* **DOCUMENT PASSAGE**:
Ask HN: Did you learn a language this year? - llambda

I thought about doing a poll, but I think it'd be more interesting to see what people learned and why (or perhaps not learned and why). This year I can't say I've "learned" a language although I have dabbled in Erlang, Clojure, and Haskell.
======
exDM69
I learned Prolog and logic and constraint programming in general. Not only did
I learn the Prolog language and some of it's dialects for constraint
programming and fuzzy logic as a part of a logic programming course, I also
wrote an interpreter for a Prolog-like programming language in Haskell as a
part of an AI course.

Prolog and Logic programming in general are really worth learning. They will
definitely widen your horizons when it comes to programming. Implementing a
logic programming system will also teach some basic pattern matching and
unification algorithms and applying them.

------
marklit
I learnt Python this year. I went from being a fulltime LAMP employee to
contracting in Python.

In May I started spending a few hours every night after the gym working on
Django apps, mostly re-building my blog and just fell in love with everything
Pythonic.

In August I started applying for Python contracts around London and one came
through in about three weeks. I've since managed to only be out of work eight
days since the beginning of September. I've done well enough to take six
months off and travel around Asia next year.

I'm really glad I did this as I was unhappy being an employee and LAMP coding
felt like I was untangling other people's piles of cables all the time.

------
madhouse
I played with Haskell, to the point of being able to read and understand
larger chunks of Haskell code - but I haven't written anything of note in it
yet. Not sure I ever will, either. I started playing with it due to git-annex
(which was written in Haskell, and that triggered the interest) and the LYAH
book (which is beyond awesome, by the way). Coming from an OO/imperative
background, functional programming seemed interesting, and even though I
didn't end up using Haskell, the tricks and ideas I borrowed did have a huge
impact on me.

The other language I played a lot with, and ended up using a lot this year is
Clojure. The main reason I started learning it is because its not only a LISP,
it's a mostly functional, yet, practical language, whose concurrency and
paralellism support is unparalelled. Being a JVM language, with great
interoperability with Java also means that I can use existing Java libraries.
All in all, it had great properties, and a syntax I was already somewhat
familiar with (being an Emacs user for the past 12 years or so did expose me
to at least some lisp, after all!), so my next few projects, which will likely
see the light of day in early 2012, will be written in Clojure.

I also learned a bit about sparc assembly, because I had to, and as much as I
didn't want to, I learned to read PHP a little bit better than I used to. I'm
not exactly proud of that, but nevertheless, that's what happened.

------
bromagosa
I've learned JS, after being very reluctant to it for a long while, and I
gladly found out it's actually a very interesting and missunderstood language!

* **TASKS TO PERFORM**:
1. List the usernames of everyone who replied to the opening post in the Ask HN thread about learning a language this year.
2. Resume the Ask HN thread about learning a language this year, picking up right after its final sentence.

* **INFORMATION GIVEN**:

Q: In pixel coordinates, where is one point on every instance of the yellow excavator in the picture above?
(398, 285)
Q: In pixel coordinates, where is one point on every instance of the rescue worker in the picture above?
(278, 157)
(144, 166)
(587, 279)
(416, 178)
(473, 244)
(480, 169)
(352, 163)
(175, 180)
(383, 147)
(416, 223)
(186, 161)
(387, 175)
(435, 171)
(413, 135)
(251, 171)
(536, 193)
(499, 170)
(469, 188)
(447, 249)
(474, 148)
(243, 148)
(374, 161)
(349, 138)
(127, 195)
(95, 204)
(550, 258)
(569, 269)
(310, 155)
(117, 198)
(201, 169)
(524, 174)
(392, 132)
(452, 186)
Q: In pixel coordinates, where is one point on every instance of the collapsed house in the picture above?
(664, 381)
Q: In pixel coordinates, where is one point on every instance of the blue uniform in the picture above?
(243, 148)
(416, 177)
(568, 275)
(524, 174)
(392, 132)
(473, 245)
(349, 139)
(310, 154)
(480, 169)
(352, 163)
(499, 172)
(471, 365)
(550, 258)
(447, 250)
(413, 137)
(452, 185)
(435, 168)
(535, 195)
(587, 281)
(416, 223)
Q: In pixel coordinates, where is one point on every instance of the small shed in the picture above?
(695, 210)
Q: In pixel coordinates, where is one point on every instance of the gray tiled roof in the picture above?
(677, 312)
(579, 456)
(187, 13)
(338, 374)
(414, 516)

---

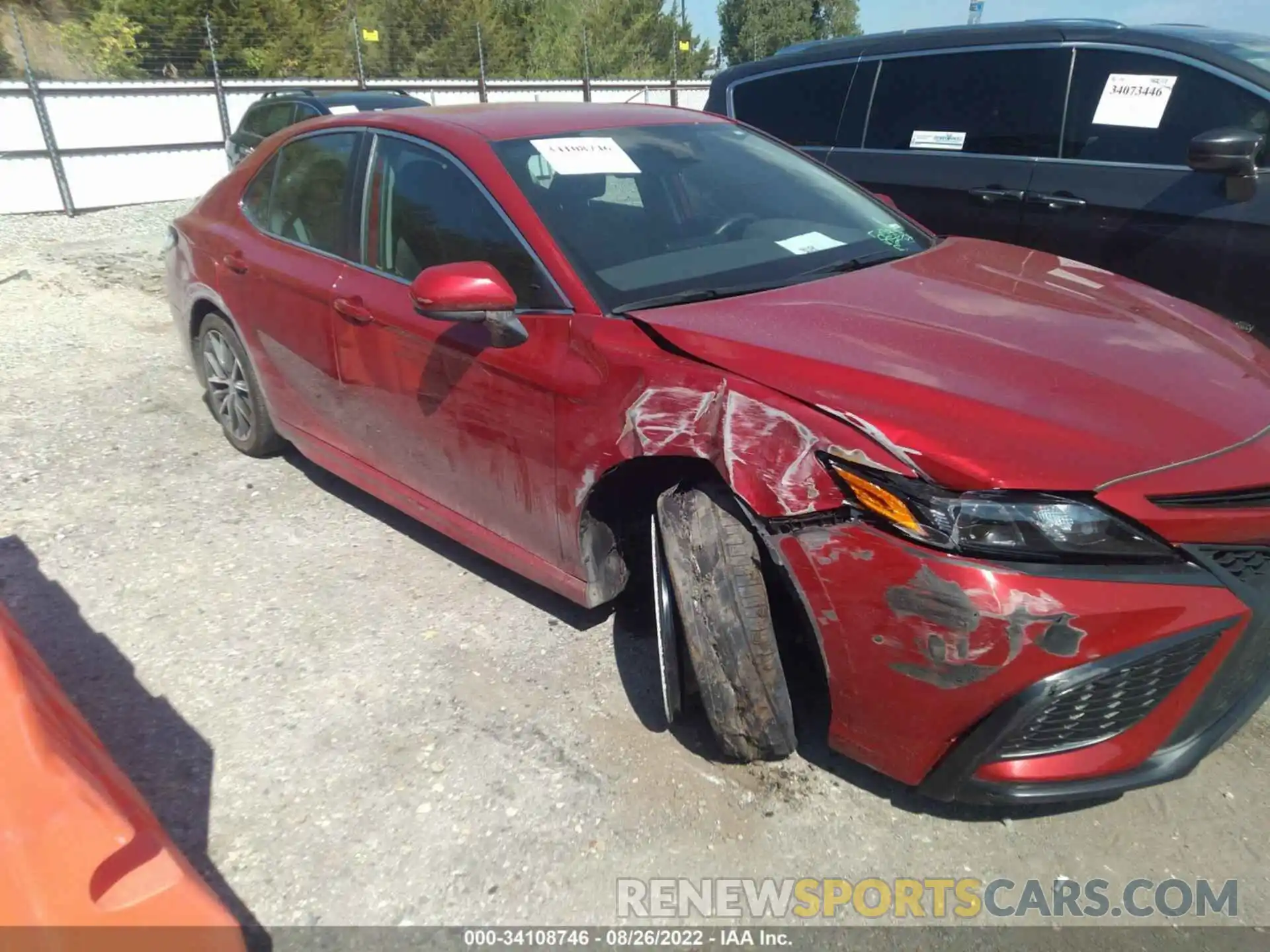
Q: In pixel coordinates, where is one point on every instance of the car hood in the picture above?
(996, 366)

* **TASK-BY-TASK OUTPUTS**:
1. exDM69, marklit, madhouse, bromagosa

2.
------
steve8918
I'm in the process of learning Python. I don't know the internals as deeply as
I'd like, but I've used it superficially pretty effectively. It has pretty
much replaced Perl for me, but there's still some things about it that annoy
me. However it's easy to use, and I'm happy I started the ball rolling on it.

------
amjith
I learned Smalltalk (Pharo dialect). It was awesome. Took me two weeks to go
from zero to write a small rss reader in it.

Resources:

<http://www.pharocasts.com>

<http://www.usmug.org>

------
ajdecon
I don't know if I really learned a "new" language this year (i.e. one I had
never touched before), but I did spend a lot of time on improving my
understanding of some languages which were more important to me, and learning
some new frameworks and libraries.

In particular, I spent a lot of time digging into OpenMP and MPI programming
in Fortran and C, and getting a better understanding of SciPy and NumPy. (If
you hadn't guessed, I work in HPC. :-) ) I also worked on a couple of webapps
using Bottle (Python) and Dancer (Perl), which were new frameworks to me.

------
joshz
I've learned/am learning Python for about a year now mostly because I've
always worked with C type languages, except Pascal and (TI) Basic long time
ago, and wanted to try something different. It's so much fun to program with
it, I'm having some trouble wanting to use anything else.

I've also played with OCaml and R, not to the extent of actually understanding
them, and learned a fair (i guess) amount of Octave by doing ml-class
problems.

I think actually learning R may be on the table next due some dabbling in
machine learning.

------
bbrizzi
This year:

\- I wrote my first C++ app using Qt

\- I tried getting into Django and RoR, coming from a PHP background.
Unfortunately, I haven't yet had a chance to code anything worthwhile in
either Python or Ruby.

My goals in 2012:

\- Create a non-trivial Ruby or Python app. Still haven't chosen between the
two. Ruby currently seems more popular but Python is used quite a bit in my
company and for engineering applications in general.

\- Program an HTML5/JS game, eventually using GameJS.

\- Maybe learn Java for Android.

------
dgudkov
I learned french ;)

------
S4M
I learned Clojure this year, but I don't think I have finished learning it. So
my plan for next year is to study on it until I am comfortable enough with it
(which would be: good enough to make some money from something built in
Clojure) -right now I am having a look at Seesaw to builf GUI's in Clojure, I
am quite impressed! Then I will go for some low-level C, and after that
Haskell probably.

I hope I'll remember in December 2012 to ask myself "well, how far did I get
in Clojure/C/Haskell?"

------
SatvikBeri
This year...I learned SAS Macro Programming to automate roughly twelve analyst
jobs (including my own), a whole bunch of SQL (for the new job that replaced
the automated one), some basic common lisp for fun (up to writing a Sudoku
solver in ~150 LoC), and have just started on Clojure (because I love lisp,
but want to be able to actually use it).

------
eccp
Coming from a Java and Grails background, I debuted as a Rails developer this
year and was very impressed by Ruby and the framework too. Also tried some
basic Clojure, solved most of the Clojure koans and solved 48 problems (so
far) on 4Clojure.com ... I'd love to learn more and build something with it on
2012.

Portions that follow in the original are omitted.